=== Document section ===
FGCO’s future cost of compliance with MACT regulations may be substantial
and could have a material adverse effect on future results of operations, cash
flows and financial condition.
Various
water quality regulations, the majority of which are the result of the federal
Clean Water Act and its amendments, apply to our generating plants. In addition,
Ohio, New Jersey and Pennsylvania have water quality standards applicable to our
operations. As provided in the Clean Water Act, authority to grant federal
National Pollutant Discharge Elimination System water discharge permits can be
assumed by a state. Ohio, New Jersey and Pennsylvania have assumed such
authority.
There is
substantial uncertainty concerning the final form of federal and state
regulations to implement Section 316(b) of the Clean Water Act. On
January 26, 2007, the United States Court of Appeals for the Second Circuit
remanded back to the EPA portions of its rulemaking pursuant to Section 316(b).
The EPA subsequently suspended its rule, noting that until further rulemaking
occurs, permitting authorities should continue the existing practice of applying
their best professional judgment to minimize impacts on fish and shellfish from
cooling water intake structures. On July 9, 2007, the EPA suspended this rule,
noting that until further rulemaking occurs, permitting authorities should
continue the existing practice of applying their best professional judgment to
minimize impacts on fish and shellfish from cooling water intake structures. On
April 1, 2009, the Supreme Court of the United States reversed one
significant aspect of the Second Circuit Court’s opinion and decided that
Section 316(b) of the Clean Water Act authorizes the EPA to compare costs
with benefits in determining the best technology available for minimizing
adverse environmental impact at cooling water intake structures. The EPA is
developing a new regulation under Section 316(b) of the Clean Water Act
consistent with the opinions of the Supreme Court and the Court of Appeals which
have created significant uncertainty about the specific nature, scope and timing
of the final performance standard. We may incur significant capital costs to
comply with the final regulations. If either the federal or state final
regulations require retrofitting of cooling water intake structures (cooling
towers) at any of our power plants, and if installation of such cooling towers
is not technically or economically feasible, we may be forced to take actions
which could adversely impact our results of operations and financial
condition.

(Position annotation records)
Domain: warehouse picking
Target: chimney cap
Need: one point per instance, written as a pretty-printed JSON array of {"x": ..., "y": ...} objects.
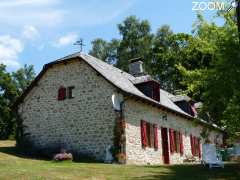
[{"x": 135, "y": 59}]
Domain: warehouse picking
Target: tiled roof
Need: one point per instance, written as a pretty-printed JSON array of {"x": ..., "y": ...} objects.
[
  {"x": 126, "y": 81},
  {"x": 122, "y": 80}
]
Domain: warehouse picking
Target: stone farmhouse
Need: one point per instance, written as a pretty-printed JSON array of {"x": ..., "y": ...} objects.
[{"x": 85, "y": 105}]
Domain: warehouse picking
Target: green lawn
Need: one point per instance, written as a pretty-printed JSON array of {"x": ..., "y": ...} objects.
[{"x": 13, "y": 166}]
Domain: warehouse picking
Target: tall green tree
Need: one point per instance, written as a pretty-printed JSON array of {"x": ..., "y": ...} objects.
[
  {"x": 11, "y": 86},
  {"x": 106, "y": 51},
  {"x": 8, "y": 94},
  {"x": 136, "y": 41},
  {"x": 218, "y": 83}
]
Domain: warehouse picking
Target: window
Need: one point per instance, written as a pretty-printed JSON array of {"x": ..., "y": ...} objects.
[
  {"x": 195, "y": 146},
  {"x": 176, "y": 141},
  {"x": 70, "y": 92},
  {"x": 61, "y": 93},
  {"x": 149, "y": 135},
  {"x": 64, "y": 93}
]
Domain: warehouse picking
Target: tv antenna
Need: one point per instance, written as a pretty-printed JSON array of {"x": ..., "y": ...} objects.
[{"x": 80, "y": 44}]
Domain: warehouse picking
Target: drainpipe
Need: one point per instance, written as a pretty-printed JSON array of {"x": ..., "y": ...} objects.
[{"x": 122, "y": 133}]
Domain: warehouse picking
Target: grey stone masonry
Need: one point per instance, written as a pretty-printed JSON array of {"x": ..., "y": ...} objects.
[
  {"x": 84, "y": 124},
  {"x": 135, "y": 111}
]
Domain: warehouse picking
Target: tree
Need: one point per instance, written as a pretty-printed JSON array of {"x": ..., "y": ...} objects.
[
  {"x": 8, "y": 94},
  {"x": 136, "y": 41},
  {"x": 106, "y": 51},
  {"x": 218, "y": 83},
  {"x": 11, "y": 87}
]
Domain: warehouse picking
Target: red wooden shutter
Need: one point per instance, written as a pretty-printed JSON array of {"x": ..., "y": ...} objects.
[
  {"x": 155, "y": 136},
  {"x": 192, "y": 145},
  {"x": 172, "y": 143},
  {"x": 144, "y": 133},
  {"x": 181, "y": 143},
  {"x": 61, "y": 93},
  {"x": 199, "y": 149}
]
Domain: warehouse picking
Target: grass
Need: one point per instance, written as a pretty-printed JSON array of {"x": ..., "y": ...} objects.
[{"x": 13, "y": 166}]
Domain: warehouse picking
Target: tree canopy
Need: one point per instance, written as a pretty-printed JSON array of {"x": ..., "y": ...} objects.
[{"x": 204, "y": 64}]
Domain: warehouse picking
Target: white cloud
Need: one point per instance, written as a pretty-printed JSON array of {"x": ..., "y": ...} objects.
[
  {"x": 66, "y": 40},
  {"x": 17, "y": 3},
  {"x": 94, "y": 12},
  {"x": 35, "y": 12},
  {"x": 30, "y": 32},
  {"x": 10, "y": 48}
]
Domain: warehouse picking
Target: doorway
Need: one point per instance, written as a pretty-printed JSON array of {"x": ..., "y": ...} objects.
[{"x": 165, "y": 149}]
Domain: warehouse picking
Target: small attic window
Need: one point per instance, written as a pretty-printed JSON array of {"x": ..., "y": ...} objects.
[
  {"x": 61, "y": 93},
  {"x": 70, "y": 92}
]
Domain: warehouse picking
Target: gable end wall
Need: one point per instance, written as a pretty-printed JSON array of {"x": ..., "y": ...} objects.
[{"x": 84, "y": 124}]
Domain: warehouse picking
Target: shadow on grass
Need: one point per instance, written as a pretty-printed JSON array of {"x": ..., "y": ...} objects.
[
  {"x": 14, "y": 151},
  {"x": 195, "y": 172}
]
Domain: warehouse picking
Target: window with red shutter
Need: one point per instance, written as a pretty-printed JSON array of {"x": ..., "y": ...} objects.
[
  {"x": 155, "y": 136},
  {"x": 61, "y": 93},
  {"x": 192, "y": 145},
  {"x": 172, "y": 143},
  {"x": 181, "y": 143},
  {"x": 144, "y": 133},
  {"x": 199, "y": 149},
  {"x": 195, "y": 146}
]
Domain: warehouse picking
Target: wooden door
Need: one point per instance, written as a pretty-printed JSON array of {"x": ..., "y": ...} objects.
[{"x": 165, "y": 149}]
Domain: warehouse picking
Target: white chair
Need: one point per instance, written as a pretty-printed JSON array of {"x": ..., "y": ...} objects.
[
  {"x": 237, "y": 149},
  {"x": 210, "y": 156}
]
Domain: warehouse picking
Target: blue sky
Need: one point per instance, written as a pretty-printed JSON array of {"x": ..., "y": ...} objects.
[{"x": 39, "y": 31}]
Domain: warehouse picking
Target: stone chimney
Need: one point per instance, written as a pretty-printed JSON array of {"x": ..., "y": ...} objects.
[{"x": 136, "y": 67}]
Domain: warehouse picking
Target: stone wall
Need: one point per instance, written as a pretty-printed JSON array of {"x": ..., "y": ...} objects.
[
  {"x": 84, "y": 124},
  {"x": 134, "y": 112}
]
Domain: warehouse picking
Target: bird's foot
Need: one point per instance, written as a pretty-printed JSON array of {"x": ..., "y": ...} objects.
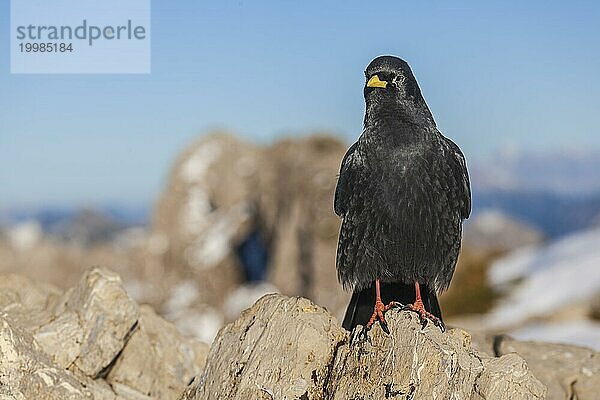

=== Task list ===
1/ Using the passage on water quality regulations, say whether each statement agrees with it. Answer yes or no, and quote the words that decide each one. (a) Ohio, New Jersey and Pennsylvania have taken on the authority to grant federal water discharge permits. (b) The Supreme Court decided that Section 316(b) bars the EPA from weighing costs against benefits. (c) The Second Circuit sent portions of the EPA's Section 316(b) rulemaking back to the agency on January 26, 2007.
2/ According to the passage on water quality regulations, the majority of the water quality regulations that apply to the generating plants come from what?
3/ Continue the passage on water quality regulations from its last sentence.

=== Responses for each task ===
1/
(a) Yes: "Ohio, New Jersey and Pennsylvania have assumed such authority."
(b) No: "Section 316(b) of the Clean Water Act authorizes the EPA to compare costs with benefits in determining the best technology available"
(c) Yes: "On January 26, 2007, the United States Court of Appeals for the Second Circuit remanded back to the EPA portions of its rulemaking pursuant to Section 316(b)."

2/ The federal Clean Water Act and its amendments.

3/
Certain
fossil-fuel combustion waste products, such as coal ash, have been exempt from
hazardous waste disposal requirements pending the EPA's evaluation of the need
for future regulation. In February 2009, the EPA requested comments from the
states on options for regulating coal combustion wastes, including regulation as
non-hazardous waste or regulation as a hazardous waste. On December 30, 2009, in
an advanced notice of public rulemaking, the EPA said that the large volumes of
coal combustion residuals produced by electric utilities pose significant
financial risk to the industry. Additional regulation of fossil-fuel
combustion waste products could have a significant impact on our management,
beneficial use, and disposal of coal ash and our cost of compliance could
increase significantly which could have a material adverse effect on future
results of operations, cash flows and financial condition.
The
Physical Risks Associated with Climate Change May Impact Our Results of
Operations and Cash Flows.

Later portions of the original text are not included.